Stored data entries
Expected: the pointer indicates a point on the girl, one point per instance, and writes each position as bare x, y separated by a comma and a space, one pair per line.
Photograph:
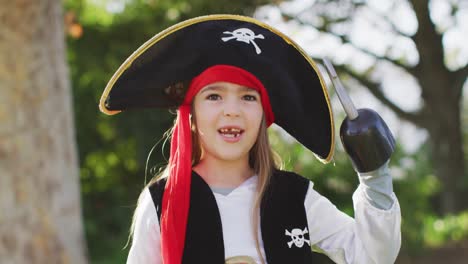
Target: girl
222, 198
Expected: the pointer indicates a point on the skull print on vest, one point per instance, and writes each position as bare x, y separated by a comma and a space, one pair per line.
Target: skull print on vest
244, 35
297, 236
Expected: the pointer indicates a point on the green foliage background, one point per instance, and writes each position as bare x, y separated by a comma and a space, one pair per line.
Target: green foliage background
113, 150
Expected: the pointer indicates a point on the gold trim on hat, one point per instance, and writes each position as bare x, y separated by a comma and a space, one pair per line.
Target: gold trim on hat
128, 62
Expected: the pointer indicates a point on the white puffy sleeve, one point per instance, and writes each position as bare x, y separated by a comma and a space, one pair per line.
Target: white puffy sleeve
146, 243
373, 236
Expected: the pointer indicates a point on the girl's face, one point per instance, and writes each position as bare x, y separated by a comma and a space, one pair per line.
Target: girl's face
228, 118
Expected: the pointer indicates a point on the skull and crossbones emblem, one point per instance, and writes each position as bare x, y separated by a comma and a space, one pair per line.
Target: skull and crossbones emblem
297, 236
245, 35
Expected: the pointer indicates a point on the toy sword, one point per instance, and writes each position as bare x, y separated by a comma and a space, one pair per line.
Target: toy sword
365, 136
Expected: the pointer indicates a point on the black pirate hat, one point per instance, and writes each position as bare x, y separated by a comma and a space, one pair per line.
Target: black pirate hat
157, 74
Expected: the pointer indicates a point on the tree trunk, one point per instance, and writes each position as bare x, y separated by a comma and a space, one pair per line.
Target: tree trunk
447, 152
40, 211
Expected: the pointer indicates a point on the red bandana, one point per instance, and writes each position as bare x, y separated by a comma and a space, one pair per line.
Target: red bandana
176, 198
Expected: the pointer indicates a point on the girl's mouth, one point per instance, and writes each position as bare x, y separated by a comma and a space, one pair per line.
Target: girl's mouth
230, 132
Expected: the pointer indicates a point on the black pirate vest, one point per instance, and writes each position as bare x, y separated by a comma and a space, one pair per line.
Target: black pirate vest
282, 213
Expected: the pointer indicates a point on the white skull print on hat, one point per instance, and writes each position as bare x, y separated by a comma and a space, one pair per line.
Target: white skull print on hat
245, 35
297, 236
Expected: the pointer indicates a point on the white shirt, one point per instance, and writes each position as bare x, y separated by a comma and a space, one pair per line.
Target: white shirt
373, 236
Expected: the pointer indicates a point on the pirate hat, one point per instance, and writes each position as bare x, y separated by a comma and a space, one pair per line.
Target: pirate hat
158, 73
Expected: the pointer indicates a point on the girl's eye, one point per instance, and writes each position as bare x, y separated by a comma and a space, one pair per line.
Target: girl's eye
213, 97
249, 97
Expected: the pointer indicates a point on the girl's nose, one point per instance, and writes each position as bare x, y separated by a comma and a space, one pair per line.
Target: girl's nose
232, 108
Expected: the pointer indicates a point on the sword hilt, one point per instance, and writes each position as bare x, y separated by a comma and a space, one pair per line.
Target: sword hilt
345, 100
365, 136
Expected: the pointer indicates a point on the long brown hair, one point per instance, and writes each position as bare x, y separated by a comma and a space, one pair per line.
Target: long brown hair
262, 159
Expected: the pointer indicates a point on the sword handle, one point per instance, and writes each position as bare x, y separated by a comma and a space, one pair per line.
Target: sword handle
365, 136
345, 100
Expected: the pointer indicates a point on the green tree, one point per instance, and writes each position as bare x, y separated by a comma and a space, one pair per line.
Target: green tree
439, 73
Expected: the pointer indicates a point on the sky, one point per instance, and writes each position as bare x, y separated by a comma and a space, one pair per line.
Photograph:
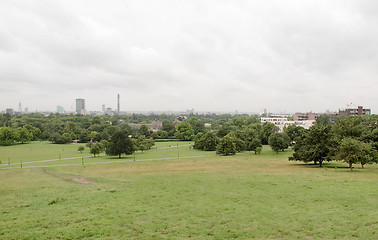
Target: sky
207, 55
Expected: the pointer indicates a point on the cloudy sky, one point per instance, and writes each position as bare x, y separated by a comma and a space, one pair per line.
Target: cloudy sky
210, 55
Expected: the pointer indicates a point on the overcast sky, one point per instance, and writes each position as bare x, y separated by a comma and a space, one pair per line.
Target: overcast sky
210, 55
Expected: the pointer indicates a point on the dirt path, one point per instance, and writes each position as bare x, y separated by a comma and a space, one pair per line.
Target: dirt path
79, 180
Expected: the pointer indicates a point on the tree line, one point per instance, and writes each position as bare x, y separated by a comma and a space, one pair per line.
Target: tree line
353, 140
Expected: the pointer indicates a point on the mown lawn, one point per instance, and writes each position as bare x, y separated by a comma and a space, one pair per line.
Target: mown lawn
244, 196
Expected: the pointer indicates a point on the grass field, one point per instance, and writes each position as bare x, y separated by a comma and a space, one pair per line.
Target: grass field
190, 194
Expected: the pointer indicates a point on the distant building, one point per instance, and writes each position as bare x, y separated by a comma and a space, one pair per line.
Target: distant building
306, 116
59, 109
283, 122
80, 106
352, 110
10, 111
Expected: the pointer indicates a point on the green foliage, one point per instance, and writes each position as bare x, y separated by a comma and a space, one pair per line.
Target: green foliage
226, 146
255, 145
143, 130
60, 139
23, 135
196, 125
168, 127
119, 144
206, 142
294, 132
249, 191
143, 144
96, 148
314, 145
184, 131
279, 141
268, 128
324, 119
353, 151
239, 143
81, 148
7, 136
159, 135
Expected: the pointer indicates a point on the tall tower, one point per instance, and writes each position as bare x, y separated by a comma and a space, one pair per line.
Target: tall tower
80, 106
118, 105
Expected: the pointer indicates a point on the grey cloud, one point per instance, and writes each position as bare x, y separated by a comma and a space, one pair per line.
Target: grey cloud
212, 55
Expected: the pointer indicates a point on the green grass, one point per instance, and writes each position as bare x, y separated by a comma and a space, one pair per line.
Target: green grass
245, 196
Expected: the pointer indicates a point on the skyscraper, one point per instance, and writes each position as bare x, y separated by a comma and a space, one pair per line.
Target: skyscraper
80, 106
118, 105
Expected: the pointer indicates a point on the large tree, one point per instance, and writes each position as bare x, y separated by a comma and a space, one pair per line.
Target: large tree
184, 131
119, 144
206, 142
7, 136
268, 128
353, 151
226, 146
314, 145
279, 141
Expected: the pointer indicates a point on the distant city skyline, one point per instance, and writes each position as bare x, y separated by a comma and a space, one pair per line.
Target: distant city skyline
221, 56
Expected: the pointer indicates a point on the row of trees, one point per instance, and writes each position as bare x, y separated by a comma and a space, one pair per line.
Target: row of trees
118, 144
353, 140
9, 136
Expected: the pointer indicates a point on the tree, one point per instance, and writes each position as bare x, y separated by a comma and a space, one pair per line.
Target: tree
324, 119
294, 132
255, 145
184, 131
96, 149
314, 145
119, 144
143, 144
23, 135
81, 149
168, 127
7, 136
197, 125
226, 146
268, 128
239, 143
143, 130
279, 141
353, 151
206, 142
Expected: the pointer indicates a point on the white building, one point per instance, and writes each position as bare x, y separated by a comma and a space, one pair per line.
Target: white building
282, 122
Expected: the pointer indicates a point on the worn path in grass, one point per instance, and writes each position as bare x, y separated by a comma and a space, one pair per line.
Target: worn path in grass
245, 196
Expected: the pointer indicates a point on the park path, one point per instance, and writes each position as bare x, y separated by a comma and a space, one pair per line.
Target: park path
79, 180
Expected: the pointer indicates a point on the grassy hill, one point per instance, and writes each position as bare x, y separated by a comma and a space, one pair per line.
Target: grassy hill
189, 194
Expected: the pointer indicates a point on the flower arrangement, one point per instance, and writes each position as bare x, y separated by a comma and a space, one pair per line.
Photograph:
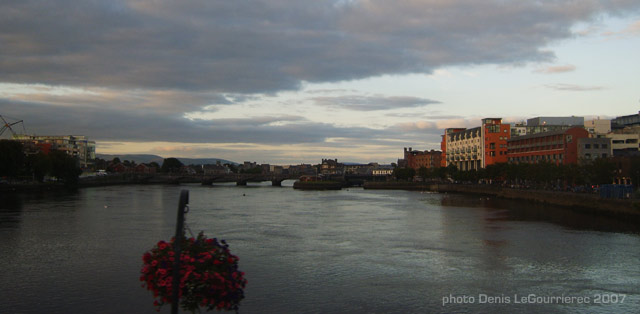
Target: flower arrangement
209, 275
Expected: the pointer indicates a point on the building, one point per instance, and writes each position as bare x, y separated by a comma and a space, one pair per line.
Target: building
598, 126
382, 171
443, 144
417, 159
559, 147
622, 121
569, 121
74, 145
331, 167
625, 144
476, 148
594, 147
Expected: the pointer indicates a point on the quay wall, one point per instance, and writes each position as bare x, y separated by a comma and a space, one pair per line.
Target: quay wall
583, 202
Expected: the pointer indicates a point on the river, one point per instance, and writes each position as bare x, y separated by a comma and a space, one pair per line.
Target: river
354, 250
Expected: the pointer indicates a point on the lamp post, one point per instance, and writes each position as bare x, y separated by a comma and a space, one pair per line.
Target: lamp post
182, 205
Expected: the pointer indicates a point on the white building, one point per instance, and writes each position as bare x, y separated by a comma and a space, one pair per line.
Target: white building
74, 145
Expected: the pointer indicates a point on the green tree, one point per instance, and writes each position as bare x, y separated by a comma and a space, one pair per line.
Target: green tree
635, 171
64, 167
423, 172
170, 165
601, 171
11, 158
404, 173
38, 165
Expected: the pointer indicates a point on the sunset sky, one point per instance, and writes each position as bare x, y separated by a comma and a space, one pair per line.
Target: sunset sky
287, 82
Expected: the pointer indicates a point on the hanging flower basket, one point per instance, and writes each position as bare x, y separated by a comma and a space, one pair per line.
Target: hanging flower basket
209, 275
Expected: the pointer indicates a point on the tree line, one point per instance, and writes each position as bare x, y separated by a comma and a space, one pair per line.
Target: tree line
543, 175
15, 164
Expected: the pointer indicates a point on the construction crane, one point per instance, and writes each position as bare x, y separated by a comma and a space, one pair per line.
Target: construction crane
7, 126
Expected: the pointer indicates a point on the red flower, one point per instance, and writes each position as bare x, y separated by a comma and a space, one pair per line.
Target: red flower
216, 284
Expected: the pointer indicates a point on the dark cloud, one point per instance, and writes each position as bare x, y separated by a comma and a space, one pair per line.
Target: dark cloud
574, 88
271, 45
371, 103
105, 124
557, 69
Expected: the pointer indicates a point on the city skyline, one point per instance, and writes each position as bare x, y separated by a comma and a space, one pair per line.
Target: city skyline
293, 82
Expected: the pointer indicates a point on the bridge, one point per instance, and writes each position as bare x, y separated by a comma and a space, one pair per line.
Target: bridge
238, 178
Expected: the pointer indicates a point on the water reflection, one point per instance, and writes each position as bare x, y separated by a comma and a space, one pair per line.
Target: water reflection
352, 251
516, 210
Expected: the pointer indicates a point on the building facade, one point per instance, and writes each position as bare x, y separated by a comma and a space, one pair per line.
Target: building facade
472, 149
598, 126
570, 121
622, 121
593, 148
559, 147
77, 146
417, 159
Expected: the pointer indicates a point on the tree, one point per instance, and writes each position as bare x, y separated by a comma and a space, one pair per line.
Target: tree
423, 172
39, 165
404, 173
11, 158
601, 170
171, 165
64, 167
232, 167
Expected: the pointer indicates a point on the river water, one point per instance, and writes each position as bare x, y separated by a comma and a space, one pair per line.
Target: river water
349, 251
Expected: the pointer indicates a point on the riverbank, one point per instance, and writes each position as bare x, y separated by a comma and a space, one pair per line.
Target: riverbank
583, 202
318, 185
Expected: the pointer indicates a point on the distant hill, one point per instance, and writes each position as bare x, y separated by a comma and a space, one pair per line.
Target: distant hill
144, 158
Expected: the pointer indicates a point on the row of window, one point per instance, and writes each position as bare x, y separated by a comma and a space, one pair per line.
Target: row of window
596, 146
536, 158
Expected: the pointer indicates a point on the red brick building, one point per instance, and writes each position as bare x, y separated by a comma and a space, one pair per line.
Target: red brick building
476, 148
416, 159
559, 147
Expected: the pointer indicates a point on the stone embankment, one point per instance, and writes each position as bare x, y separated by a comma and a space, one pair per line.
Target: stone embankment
318, 185
584, 202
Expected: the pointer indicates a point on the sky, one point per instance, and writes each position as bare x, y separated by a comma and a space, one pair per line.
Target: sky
290, 82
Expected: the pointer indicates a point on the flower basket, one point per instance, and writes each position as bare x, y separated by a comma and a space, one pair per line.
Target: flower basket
209, 275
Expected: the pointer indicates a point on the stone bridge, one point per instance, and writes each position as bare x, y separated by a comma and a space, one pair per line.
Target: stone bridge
243, 178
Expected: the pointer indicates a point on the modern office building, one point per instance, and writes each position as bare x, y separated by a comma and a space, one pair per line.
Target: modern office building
598, 126
629, 120
593, 148
571, 121
560, 147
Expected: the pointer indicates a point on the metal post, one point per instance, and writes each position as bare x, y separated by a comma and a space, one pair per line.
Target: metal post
184, 200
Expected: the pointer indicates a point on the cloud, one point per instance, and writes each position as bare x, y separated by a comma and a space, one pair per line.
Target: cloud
266, 46
573, 88
632, 29
556, 69
371, 103
108, 124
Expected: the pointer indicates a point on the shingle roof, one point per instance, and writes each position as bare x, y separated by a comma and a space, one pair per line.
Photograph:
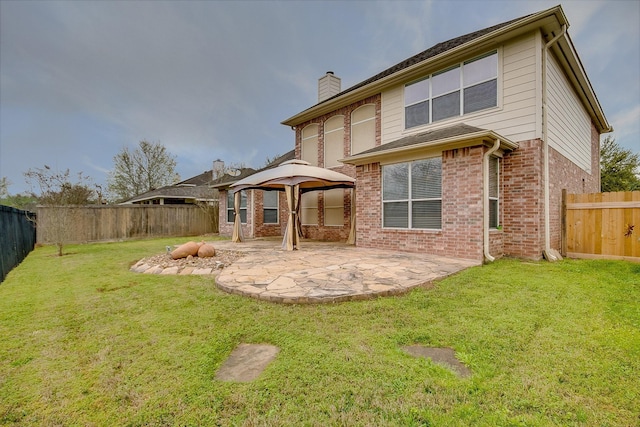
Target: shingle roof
226, 179
429, 53
422, 56
201, 192
203, 178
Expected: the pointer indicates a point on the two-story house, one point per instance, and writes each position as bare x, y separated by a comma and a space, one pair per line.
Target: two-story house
461, 150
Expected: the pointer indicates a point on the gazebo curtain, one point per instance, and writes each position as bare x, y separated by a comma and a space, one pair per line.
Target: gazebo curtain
237, 221
351, 240
291, 235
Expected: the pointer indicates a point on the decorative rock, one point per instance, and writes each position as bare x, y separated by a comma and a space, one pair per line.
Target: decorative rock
184, 250
206, 250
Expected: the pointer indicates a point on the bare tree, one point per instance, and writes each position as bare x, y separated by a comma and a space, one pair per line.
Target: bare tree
57, 191
619, 167
146, 168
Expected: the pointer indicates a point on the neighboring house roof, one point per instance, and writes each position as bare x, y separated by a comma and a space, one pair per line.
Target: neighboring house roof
550, 21
202, 179
176, 191
194, 188
227, 180
455, 136
291, 155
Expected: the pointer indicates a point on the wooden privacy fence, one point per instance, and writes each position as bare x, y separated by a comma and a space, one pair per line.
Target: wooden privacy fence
17, 237
81, 224
601, 225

Problem to solve: Reproduce, word for word, every line from the start of the records down to and including the line with "foliage background, one"; skip the pictures.

Solution to this problem:
Expected: the pointer indicates a point on the girl, one point per instance, and writes each position as bare x, y separated by a comma and a space, one pair per line.
Photograph:
Target: girl
222, 198
Expected: the pointer indicates a point on the skull print on vest, one point per instance, and writes each position as bare x, y separated by a comma and a space, one pair per line.
Target: skull print on vest
244, 35
297, 236
Expected: the pointer indicates a point on the green foliage background, one point per instance, and writes each position as bare x, y separated by a comma and a space, one pair per line.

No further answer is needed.